## DESCRIPCIÓN DE LA TAREA:
Según el fragmento sobre los millonarios excéntricos, ¿cuánto tiempo duró el matrimonio de Barbara Hutton con Porfirio Rubirosa?

## FRAGMENTO DEL DOCUMENTO:
━━━━━━━━━━
La figura del millonario excéntrico es propia del siglo XX. Hubo muchos casos sonados: Barbara Hutton, que había heredado cincuenta millones de dólares, terminó con apenas tres mil billetes en el banco. El otro congénere derrochador y megalómano por la época era Howard Hughes, cuya historia demuestra que el dinero puede llevar al delirio. El mutuo interés de Barón Biza y Howard Hughes por el cine, por las mujeres y por la aeronáutica hace inevitable la comparación. Por cierto, Barbara Hutton se había casado por apenas setenta y tres días con alguien que por un tiempo fue el modelo del playboy internacional químicamente puro, un tal Porfirio Rubirosa, embajador de la República Dominicana en la Argentina en la década de 1930 y que también fue polista y aviador, además de latin lover y macho cazafortunas. Era aún el reino de los hombres recios, de los de llevarse todo por delante, y Barón Biza calzaba en ese molde. Sobre Barbara Hutton escribió el propio Barón Biza: “Aviones especiales, yates, lujosos Rolls-Royce traen al palacio de Barbara Hutton, en Tánger, los invitados a una de sus fiestas. Ésta costó decenas de miles de dólares. El palacio de las mil y una noches fue creado por Bárbara para su posible próximo octavo marido, veintiséis años menor que ella. Solo tengo un fin en mi vida: amar.... Eso dijo ella a los periodistas”.
━━━━━━━━━━
## EXTRACTOS DE DATOS:
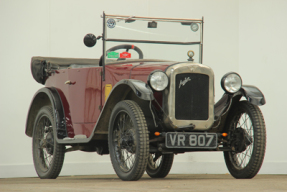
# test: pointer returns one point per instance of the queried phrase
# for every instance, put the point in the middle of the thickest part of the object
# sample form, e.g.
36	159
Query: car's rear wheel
247	139
48	155
128	140
158	165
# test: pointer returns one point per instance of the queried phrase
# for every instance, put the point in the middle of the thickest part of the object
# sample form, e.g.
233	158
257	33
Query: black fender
125	89
253	95
47	96
228	101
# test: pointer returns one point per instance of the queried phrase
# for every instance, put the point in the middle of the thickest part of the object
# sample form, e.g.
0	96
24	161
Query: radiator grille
191	96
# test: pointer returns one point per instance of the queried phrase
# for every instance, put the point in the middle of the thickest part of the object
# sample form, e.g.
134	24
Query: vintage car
147	98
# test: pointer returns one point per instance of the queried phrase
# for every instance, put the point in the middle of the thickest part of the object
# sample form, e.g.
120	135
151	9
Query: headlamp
158	80
231	82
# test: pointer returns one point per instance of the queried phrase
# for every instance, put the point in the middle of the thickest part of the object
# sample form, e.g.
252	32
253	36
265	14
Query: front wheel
48	155
158	165
247	139
128	140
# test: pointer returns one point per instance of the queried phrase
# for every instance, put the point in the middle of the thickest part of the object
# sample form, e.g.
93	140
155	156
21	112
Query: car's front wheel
247	140
159	165
128	140
48	155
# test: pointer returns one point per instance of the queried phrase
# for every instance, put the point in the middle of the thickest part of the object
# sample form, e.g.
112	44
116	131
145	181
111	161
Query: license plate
191	140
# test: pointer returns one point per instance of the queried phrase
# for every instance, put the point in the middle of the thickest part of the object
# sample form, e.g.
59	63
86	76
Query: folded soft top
40	65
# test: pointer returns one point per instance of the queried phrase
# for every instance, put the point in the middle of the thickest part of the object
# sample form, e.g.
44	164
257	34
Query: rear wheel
48	155
247	139
128	140
158	165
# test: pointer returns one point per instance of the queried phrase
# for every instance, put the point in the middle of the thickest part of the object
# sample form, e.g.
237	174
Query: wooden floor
204	183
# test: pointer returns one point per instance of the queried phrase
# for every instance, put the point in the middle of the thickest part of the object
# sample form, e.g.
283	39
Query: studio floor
173	182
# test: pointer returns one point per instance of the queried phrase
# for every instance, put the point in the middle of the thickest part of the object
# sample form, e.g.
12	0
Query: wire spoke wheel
124	141
159	165
247	140
48	156
128	140
242	159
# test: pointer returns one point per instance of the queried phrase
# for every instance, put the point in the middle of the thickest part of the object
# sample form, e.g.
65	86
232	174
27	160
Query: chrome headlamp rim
153	86
224	86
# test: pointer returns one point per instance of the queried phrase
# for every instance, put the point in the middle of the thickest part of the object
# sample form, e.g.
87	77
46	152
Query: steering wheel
124	46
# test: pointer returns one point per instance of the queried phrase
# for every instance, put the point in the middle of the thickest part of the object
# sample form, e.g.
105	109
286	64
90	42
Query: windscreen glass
173	40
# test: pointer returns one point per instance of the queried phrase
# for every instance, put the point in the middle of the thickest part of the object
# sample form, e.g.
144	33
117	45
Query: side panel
81	97
115	73
85	98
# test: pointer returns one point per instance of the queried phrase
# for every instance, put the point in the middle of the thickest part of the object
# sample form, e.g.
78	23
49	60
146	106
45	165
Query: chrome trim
169	97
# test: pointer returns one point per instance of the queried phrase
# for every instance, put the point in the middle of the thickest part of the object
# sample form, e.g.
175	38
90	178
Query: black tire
158	166
245	161
48	155
128	140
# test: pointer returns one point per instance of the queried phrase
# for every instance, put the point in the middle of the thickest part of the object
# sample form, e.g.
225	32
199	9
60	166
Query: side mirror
90	40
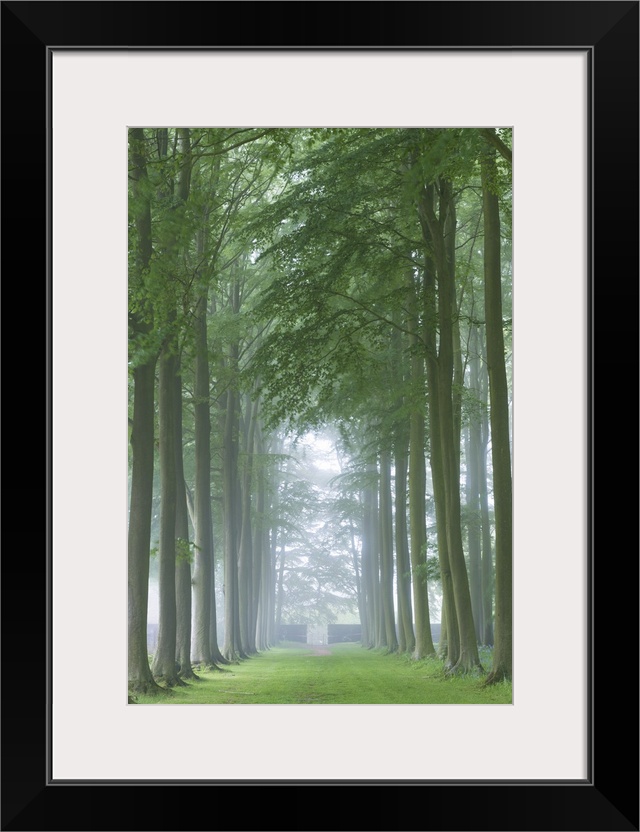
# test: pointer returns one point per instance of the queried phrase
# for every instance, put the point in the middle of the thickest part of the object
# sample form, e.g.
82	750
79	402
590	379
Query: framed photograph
564	78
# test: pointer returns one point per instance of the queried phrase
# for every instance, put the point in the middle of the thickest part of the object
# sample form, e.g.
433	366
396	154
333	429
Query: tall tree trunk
406	636
499	415
449	622
386	553
139	539
487	544
441	228
142	446
164	662
245	548
183	555
417	509
474	525
203	599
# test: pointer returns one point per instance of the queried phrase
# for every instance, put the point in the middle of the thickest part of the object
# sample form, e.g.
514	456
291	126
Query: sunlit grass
339	674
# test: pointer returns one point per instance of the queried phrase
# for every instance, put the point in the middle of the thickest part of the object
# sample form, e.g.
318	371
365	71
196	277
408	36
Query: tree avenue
319	394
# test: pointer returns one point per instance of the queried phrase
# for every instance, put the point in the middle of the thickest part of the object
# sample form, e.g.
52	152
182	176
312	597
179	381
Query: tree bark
142	446
386	553
500	438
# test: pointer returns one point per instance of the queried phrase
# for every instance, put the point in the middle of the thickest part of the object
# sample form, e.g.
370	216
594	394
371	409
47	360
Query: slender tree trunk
417	509
142	448
474	525
499	415
203	599
487	544
406	636
139	541
164	662
183	561
441	230
245	548
386	553
449	621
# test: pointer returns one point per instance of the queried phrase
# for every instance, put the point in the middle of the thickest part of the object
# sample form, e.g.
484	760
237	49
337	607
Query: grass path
339	674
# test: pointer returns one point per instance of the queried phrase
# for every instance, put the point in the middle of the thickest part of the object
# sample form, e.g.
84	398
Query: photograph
334	304
320	400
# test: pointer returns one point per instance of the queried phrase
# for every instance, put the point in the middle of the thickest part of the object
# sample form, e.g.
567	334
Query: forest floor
348	674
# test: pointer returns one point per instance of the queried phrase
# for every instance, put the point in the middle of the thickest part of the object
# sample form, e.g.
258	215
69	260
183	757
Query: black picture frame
608	798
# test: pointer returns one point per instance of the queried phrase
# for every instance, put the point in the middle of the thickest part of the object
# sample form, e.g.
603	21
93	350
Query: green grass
349	674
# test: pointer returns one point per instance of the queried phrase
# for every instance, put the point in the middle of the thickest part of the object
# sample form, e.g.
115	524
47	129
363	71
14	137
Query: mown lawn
335	675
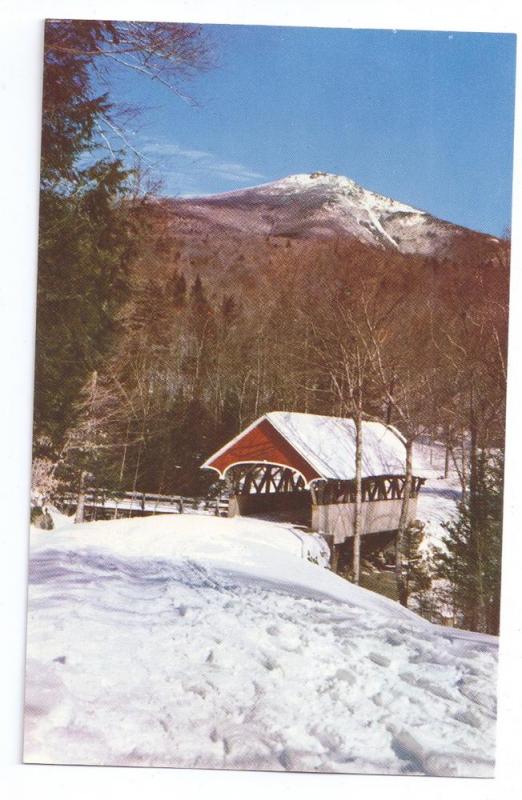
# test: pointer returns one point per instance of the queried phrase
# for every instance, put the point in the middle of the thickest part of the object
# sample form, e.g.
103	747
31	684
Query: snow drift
204	642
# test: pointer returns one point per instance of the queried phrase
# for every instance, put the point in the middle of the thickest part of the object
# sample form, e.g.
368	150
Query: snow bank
208	642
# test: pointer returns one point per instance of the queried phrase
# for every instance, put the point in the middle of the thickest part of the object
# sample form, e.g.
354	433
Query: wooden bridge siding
337	519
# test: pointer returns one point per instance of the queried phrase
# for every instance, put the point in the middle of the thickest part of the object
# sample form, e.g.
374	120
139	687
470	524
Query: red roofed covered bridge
301	468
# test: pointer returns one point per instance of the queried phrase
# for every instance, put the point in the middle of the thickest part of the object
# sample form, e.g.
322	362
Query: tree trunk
403	523
357	526
478	610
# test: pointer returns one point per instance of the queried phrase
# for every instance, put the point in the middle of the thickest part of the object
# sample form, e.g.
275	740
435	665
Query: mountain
321	206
━━━━━━━━━━
## RESULTADO:
Apenas setenta y tres días.